= EXERCISE GOAL =
From the line containing "flag stripe on" through the last line of the entries below, repeat each line word for word and leave out the rest.
───── ENTRIES SHOWN
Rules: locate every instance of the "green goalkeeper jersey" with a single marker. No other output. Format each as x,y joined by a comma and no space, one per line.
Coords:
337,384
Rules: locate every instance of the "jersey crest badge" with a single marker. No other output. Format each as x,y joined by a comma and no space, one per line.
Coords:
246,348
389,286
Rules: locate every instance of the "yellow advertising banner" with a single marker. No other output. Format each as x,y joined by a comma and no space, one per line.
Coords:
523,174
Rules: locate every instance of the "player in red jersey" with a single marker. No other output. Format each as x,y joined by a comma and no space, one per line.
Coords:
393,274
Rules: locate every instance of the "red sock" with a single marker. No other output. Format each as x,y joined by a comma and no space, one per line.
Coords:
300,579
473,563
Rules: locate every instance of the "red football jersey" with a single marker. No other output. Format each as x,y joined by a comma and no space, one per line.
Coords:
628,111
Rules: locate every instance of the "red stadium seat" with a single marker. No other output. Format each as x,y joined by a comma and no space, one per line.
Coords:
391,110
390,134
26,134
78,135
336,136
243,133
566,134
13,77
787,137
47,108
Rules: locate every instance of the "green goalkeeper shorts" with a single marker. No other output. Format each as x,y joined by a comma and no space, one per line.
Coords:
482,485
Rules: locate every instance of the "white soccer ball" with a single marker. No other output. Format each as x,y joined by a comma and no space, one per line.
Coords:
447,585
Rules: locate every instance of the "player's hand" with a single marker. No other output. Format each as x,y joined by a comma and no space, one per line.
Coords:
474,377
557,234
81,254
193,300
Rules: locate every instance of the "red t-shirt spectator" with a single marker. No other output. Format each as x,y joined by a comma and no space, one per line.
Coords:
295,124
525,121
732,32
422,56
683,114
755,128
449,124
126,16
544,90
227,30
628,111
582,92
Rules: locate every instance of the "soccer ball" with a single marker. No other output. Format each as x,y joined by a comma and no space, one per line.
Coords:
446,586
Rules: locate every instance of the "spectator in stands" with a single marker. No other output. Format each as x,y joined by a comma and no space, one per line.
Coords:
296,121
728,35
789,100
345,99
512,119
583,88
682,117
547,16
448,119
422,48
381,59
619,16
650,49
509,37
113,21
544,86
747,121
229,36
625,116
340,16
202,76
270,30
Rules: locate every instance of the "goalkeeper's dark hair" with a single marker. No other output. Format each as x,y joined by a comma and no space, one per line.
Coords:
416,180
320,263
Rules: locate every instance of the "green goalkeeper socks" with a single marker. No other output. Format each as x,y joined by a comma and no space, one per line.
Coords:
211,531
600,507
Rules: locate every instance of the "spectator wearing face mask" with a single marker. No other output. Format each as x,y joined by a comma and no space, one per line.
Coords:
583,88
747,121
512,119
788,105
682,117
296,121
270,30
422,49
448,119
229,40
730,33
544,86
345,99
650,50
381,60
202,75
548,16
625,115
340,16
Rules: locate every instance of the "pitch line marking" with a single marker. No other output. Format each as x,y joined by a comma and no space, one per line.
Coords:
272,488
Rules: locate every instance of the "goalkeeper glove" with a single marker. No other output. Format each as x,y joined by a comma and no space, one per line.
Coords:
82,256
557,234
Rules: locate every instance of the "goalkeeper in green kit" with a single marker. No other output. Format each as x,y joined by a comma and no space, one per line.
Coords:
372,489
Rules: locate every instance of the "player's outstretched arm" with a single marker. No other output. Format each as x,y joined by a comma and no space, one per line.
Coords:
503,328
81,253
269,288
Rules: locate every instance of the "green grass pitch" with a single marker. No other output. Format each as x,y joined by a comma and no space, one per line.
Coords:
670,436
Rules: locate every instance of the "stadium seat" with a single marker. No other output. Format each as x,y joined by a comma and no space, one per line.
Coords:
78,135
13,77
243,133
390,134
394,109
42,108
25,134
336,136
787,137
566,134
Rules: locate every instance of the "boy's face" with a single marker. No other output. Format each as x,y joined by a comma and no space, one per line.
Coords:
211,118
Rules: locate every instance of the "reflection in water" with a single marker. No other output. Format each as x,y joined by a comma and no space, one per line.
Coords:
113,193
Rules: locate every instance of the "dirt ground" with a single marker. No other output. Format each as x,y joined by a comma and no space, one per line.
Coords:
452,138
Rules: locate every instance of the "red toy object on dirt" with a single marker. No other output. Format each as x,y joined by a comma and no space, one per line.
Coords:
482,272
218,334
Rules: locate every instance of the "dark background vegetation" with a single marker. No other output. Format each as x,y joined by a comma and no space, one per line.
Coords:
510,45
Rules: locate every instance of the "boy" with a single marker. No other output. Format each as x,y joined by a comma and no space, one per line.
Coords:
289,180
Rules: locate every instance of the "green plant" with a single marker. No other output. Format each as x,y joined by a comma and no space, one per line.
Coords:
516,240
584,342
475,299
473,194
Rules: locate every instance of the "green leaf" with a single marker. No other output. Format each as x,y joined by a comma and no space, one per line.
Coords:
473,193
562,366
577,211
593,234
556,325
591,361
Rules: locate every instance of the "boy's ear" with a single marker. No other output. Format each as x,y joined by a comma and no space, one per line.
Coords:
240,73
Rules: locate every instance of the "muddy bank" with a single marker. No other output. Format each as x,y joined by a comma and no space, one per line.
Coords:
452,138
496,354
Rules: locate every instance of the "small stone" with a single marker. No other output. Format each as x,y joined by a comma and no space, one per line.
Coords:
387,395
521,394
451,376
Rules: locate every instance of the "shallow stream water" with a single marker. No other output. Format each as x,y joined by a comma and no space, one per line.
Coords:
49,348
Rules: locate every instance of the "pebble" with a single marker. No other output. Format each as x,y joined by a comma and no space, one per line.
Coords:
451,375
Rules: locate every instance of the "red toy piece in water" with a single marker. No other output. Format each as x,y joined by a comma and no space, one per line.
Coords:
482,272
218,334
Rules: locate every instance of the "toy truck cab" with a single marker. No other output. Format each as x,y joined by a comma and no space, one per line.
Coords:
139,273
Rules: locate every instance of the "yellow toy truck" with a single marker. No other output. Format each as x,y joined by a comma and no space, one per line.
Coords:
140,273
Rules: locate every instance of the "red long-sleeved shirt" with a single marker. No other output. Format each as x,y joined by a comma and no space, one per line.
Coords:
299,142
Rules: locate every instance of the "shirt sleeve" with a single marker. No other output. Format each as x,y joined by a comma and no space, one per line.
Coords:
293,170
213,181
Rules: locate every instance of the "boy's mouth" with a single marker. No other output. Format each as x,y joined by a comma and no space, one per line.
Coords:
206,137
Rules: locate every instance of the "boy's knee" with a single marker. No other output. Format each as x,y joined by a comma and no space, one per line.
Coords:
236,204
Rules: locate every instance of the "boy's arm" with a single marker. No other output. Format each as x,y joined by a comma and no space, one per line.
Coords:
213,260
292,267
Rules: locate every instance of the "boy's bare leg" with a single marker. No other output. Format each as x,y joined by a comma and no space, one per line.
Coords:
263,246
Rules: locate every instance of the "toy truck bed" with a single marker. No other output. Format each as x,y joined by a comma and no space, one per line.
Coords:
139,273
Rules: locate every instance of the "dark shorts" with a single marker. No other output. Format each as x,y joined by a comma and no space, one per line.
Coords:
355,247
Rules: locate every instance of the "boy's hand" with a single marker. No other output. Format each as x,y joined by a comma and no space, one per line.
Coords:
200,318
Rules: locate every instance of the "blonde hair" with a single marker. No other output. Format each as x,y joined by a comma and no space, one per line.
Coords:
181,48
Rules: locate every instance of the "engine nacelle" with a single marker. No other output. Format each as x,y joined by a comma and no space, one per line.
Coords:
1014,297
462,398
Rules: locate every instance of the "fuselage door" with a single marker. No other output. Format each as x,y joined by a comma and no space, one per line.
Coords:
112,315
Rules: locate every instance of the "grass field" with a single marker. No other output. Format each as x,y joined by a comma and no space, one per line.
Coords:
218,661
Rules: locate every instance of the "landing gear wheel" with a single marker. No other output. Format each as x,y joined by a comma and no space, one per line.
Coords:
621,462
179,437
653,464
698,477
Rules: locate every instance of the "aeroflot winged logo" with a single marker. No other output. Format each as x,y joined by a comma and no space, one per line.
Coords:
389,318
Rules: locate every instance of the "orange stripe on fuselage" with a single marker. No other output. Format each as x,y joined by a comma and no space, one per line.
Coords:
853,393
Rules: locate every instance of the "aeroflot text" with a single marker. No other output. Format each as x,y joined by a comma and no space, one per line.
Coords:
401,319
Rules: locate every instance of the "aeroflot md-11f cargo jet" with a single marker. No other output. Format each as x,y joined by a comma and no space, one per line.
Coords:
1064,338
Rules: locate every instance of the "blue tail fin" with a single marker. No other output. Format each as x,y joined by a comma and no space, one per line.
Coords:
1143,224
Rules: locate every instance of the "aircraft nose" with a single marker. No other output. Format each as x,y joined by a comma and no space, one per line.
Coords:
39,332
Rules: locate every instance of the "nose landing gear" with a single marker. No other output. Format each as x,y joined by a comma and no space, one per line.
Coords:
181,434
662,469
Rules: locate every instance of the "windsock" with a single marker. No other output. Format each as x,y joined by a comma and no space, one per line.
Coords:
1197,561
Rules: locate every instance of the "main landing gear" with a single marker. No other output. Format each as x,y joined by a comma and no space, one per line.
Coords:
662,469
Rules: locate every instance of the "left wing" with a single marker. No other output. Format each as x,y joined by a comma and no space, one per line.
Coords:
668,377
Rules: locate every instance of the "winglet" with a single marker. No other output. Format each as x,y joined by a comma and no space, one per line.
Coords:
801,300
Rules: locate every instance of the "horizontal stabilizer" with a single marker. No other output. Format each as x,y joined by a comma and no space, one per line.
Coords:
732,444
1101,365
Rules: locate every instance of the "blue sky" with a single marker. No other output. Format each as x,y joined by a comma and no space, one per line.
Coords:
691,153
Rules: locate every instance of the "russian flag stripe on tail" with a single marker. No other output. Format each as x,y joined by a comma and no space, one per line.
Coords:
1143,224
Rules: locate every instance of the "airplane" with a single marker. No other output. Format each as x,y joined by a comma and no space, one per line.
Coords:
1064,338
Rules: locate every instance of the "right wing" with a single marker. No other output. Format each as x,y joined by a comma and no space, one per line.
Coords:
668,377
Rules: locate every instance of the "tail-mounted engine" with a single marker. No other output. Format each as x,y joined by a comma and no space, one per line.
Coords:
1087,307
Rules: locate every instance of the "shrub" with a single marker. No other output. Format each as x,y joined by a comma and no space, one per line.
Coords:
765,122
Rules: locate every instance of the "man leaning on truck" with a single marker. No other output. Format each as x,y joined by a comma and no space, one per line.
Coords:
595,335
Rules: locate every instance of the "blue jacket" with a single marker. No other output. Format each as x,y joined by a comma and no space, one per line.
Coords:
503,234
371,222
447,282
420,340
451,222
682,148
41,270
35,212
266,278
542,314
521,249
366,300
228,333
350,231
──────────
= TASK SOLUTION =
Rules: locate every instance of the "russian flag stripe on tail" with a single marker. No other output. Format each as x,y joined by a comma and no space, one per line.
Coords:
1143,224
Rules: locate every instance of the "airplane" with a single marker. No other output. Format each as x,y joined by a comma and no space, one per line.
Coords:
1064,338
Rules: locate every instance of the "right wing" with a single marker. No other output. Format each as x,y joined by a comma and no space, one per line.
Coords:
668,377
Rules: locate every instance of the "tail-mounted engine" with a single marker. No other output. Format each as x,y joined by a comma and no space, one per line.
Coords:
1087,307
Rules: locate every instance of the "shrub" with a single marker. No other output. Format each as x,y joined by a comma and no space, one per line.
Coords:
765,122
Rules: locate every instance of the "man leaning on truck" with a single marker. No other output. Format each as x,y joined by a comma and no space, one per line.
Coords:
595,335
Rules: locate every instance of the "blue jacket" with a single marker. No other output. Format each as x,y joined by a comma and no space, one per line.
Coords:
503,234
371,222
447,282
420,340
451,222
682,148
41,270
35,212
266,278
542,314
521,249
366,300
228,333
350,231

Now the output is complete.